(DOCUMENT SECTION)
□ □ □ □
Part 4 - Five Real-World Case Studies

Case Study 1: Find All Duplicates in a List

Problem: Given a list of n elements, find all elements that appear more than once. Preserve the order of first occurrence in the output.

Analysis of Approaches:

import time

data = list(range(10_000)) + list(range(5_000))  # 5000 duplicates
import random; random.shuffle(data)

# Approach 1: Nested loops - O(n²)
def find_dups_nested(lst):
    result = []
    for i, item in enumerate(lst):
        if item in lst[i+1:]:           # O(n) slice + O(n) search = O(n)
            if item not in result:      # O(n) search
                result.append(item)
    return result
# n=15000 → n² ≈ 225 million comparisons - takes seconds

# Approach 2: Sort + compare neighbors - O(n log n)
def find_dups_sort(lst):
    sorted_lst = sorted(lst)            # O(n log n)
    dups = set()
    for i in range(1, len(sorted_lst)):
        if sorted_lst[i] == sorted_lst[i-1]:
            dups.add(sorted_lst[i])
    # But: this loses original order information
    return [x for x in lst if x in dups]  # O(n) pass to restore order

# Approach 3: Counter - O(n)
from collections import Counter
def find_dups_counter(lst):
    counts = Counter(lst)               # O(n) - one pass
    seen_dups = {k for k, v in counts.items() if v > 1}  # O(k) where k=unique
    return [x for x in lst if x in seen_dups][:len(seen_dups)]  # first occurrences

# Better: preserve insertion order without a second pass
def find_dups_optimal(lst):
    """O(n) time, O(n) space. Preserves first-occurrence order."""
    counts = Counter(lst)               # O(n) - one pass for all counts
    seen = set()
    result = []
    for item in lst:                    # O(n) - one pass to collect in order
        if counts[item] > 1 and item not in seen:
            result.append(item)
            seen.add(item)
    return result

print(find_dups_optimal(data)[:5])   # First 5 duplicates (in order)
□ □ □ □
(INFORMATION PROVIDED)
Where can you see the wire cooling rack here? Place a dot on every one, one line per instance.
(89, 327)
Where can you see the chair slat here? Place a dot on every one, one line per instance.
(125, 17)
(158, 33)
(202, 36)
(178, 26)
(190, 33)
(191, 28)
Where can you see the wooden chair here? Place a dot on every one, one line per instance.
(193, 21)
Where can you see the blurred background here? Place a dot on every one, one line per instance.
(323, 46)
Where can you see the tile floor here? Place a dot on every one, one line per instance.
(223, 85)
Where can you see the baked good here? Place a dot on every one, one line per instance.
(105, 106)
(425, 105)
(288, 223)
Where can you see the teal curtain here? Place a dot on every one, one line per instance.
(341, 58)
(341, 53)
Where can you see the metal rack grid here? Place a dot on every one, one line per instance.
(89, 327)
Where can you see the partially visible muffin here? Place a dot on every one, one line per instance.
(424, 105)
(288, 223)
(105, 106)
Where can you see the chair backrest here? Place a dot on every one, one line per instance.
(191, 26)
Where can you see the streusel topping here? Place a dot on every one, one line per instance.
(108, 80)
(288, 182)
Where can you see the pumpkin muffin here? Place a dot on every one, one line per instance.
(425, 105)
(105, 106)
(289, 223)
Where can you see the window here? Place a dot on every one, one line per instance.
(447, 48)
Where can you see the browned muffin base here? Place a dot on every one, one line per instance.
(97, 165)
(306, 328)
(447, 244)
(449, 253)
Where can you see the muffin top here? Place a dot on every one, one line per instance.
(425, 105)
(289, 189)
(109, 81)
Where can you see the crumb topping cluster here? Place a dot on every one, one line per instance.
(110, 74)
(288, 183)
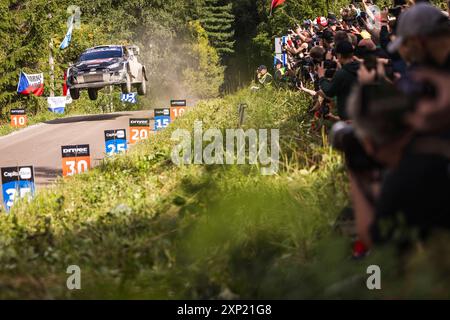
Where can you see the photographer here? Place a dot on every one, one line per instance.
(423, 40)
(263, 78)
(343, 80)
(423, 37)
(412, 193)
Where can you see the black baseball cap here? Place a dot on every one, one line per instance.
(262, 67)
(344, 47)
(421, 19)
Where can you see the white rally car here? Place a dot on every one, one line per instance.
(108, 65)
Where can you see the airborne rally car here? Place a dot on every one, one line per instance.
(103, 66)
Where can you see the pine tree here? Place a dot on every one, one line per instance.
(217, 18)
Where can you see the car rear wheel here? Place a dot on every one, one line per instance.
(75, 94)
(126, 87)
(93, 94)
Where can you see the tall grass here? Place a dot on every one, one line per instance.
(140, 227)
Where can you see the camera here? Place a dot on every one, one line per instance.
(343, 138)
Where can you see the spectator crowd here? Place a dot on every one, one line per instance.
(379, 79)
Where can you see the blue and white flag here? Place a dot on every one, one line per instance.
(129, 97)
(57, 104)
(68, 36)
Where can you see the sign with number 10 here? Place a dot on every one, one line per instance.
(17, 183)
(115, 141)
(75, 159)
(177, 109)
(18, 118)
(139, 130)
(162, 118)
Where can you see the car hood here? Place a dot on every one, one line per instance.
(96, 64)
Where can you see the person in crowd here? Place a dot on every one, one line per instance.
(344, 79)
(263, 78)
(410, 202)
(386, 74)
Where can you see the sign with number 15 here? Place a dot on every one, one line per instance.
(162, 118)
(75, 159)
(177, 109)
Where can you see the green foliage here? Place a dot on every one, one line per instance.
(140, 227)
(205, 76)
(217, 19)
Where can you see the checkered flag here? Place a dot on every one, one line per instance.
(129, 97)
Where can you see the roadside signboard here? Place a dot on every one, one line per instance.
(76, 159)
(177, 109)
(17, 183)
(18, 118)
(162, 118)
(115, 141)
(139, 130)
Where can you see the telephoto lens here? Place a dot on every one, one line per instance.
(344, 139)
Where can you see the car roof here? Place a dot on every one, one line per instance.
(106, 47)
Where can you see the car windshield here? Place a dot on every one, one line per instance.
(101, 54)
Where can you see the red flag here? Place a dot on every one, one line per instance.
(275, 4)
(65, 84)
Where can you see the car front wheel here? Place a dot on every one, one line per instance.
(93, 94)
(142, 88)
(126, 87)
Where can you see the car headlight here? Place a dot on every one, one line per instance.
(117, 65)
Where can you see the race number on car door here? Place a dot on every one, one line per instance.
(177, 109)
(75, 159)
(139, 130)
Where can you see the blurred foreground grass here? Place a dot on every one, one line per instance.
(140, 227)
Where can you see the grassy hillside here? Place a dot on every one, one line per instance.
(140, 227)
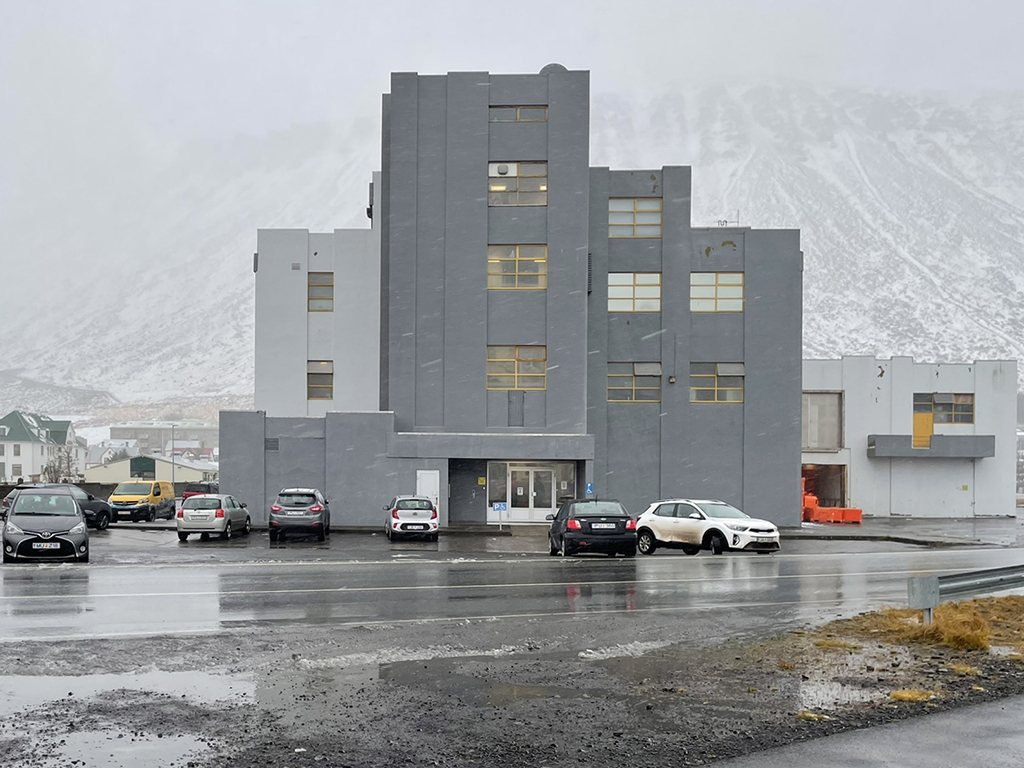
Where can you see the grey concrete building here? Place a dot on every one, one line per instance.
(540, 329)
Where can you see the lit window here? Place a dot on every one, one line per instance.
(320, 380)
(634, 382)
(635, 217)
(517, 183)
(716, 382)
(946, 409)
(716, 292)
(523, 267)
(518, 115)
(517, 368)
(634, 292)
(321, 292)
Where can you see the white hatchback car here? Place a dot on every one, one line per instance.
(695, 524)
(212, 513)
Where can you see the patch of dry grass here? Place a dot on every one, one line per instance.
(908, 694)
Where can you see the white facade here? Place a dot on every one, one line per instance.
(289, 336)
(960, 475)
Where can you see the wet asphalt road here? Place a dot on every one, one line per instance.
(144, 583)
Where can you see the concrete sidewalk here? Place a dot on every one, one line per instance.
□ □ □ □
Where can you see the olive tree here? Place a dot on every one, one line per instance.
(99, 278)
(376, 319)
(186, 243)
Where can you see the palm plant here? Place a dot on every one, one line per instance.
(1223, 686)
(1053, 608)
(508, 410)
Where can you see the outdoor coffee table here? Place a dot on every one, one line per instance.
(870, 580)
□ □ □ □
(WORK TO DO)
(a) Answer these questions about the duplicates case study, one answer per line, marked the same way:
(i) What time complexity does it give for the nested loops approach?
(ii) What does the comment in the sort-based approach say that approach loses?
(iii) What space cost does the docstring of find_dups_optimal state?
(b) Please decide whether each statement agrees with the duplicates case study, and support each yes or no with the words from it that settle the matter:
(i) The sort-based approach is described as O(n log n).
(ii) The test data is built to contain 5000 duplicates.
(iii) For n=15000, the nested loops approach is estimated at about 225 thousand comparisons.
(c) Write a continuation of the duplicates case study, starting right after its final line.

(RESPONSES TO THE TASKS)
(a)
(i) O(n²)
(ii) Original order information
(iii) O(n) space

(b)
(i) Yes: "# Approach 2: Sort + compare neighbors - O(n log n)"
(ii) Yes: "# 5000 duplicates"
(iii) No: "n=15000 → n² ≈ 225 million comparisons - takes seconds"

(c)
Complexity comparison:

Approach	Time	Space	Notes
Nested loops	O(n²)	O(n)	Fails at scale
Sort	O(n log n)	O(n)	Loses order without extra pass
Counter	O(n)	O(n)	Optimal - one pass for counts

Key insight: The bottleneck was the item in list membership check inside a loop - O(n) per check × n items = O(n²). Converting to Counter (a hash-based structure) reduces each check to O(1).

Case Study 2: Top 5 Most Frequent Words

Problem: Given a document, find the 5 most frequently occurring words. Exclude common stop words.

from collections import Counter
import re

def top_5_words_wrong(text: str, stop_words: set) -> list:
    """
    Wrong approach: sort the full word list every time.
    O(n log n) when we only need top 5.
    """
    words = [w for w in re.findall(r'\b\w+\b', text.lower()) if w not in stop_words]
    word_list = list(set(words))         # Deduplicate
    word_list.sort(key=lambda w: words.count(w), reverse=True)  # O(n²)! count is O(n) each call
    return word_list[:5]

def top_5_words_right(text: str, stop_words: set) -> list:
    """
    Correct approach: Counter + most_common.
    O(n) counting + O(k + 5 log k) for top-5 via heapq.
    """
    words = re.findall(r'\b\w+\b', text.lower())
    filtered = (w for w in words if w not in stop_words)  # generator - no intermediate list
    counts = Counter(filtered)           # O(n) single pass
    return counts.most_common(5)         # O(k + 5 log k) - heapq.nlargest internally

# Demo
text = """
Python is a versatile programming language. Python supports object-oriented
programming, functional programming, and procedural programming. Python has
a large standard library that makes Python suitable for many programming tasks.
Engineers who learn Python find Python makes them more productive.
"""

stop_words = {'a', 'an', 'the', 'is', 'and', 'that', 'for', 'who', 'them',
              'more', 'find', 'makes', 'has', 'many', 'large', 'also'}

print(top_5_words_right(text, stop_words))
# [('python', 6), ('programming', 5), ('language', 1), ('versatile', 1), ('supports', 1)]

Why most_common(5) beats sorted(counter.items()):

n = total words, k = unique words

sorted(counter.items())[:5]:
  - Sort all k unique words: O(k log k)
  - Slice: O(1)
  Total: O(k log k)

counter.most_common(5):
  - heapq.nlargest(5, counter.items()): O(k + 5 log k) = O(k)
  Total: O(k) - linear in unique words

For k = 100,000 unique words and n = 5:
  sort:      100,000 × 17 ≈ 1.7 million operations
  heapq:     100,000 + 5×17 ≈ 100,085 operations
  Speedup: ~17x

Case Study 3: Implement an LRU Cache

Problem: Implement a Least Recently Used cache with O(1) get and O(1) put.

An LRU cache evicts the least recently used item when the cache is full. It requires:

O(1) lookup by key
O(1) move-to-front on access (mark as most recent)
O(1) evict the oldest item

from collections import OrderedDict
from typing import Optional

class LRUCache:
    """
    O(1) get and put.

    Internal structure: OrderedDict maintains insertion order.
    move_to_end() makes the accessed key "most recent".
    popitem(last=False) removes the "least recent" key.

    Memory: O(capacity) - bounded by max size.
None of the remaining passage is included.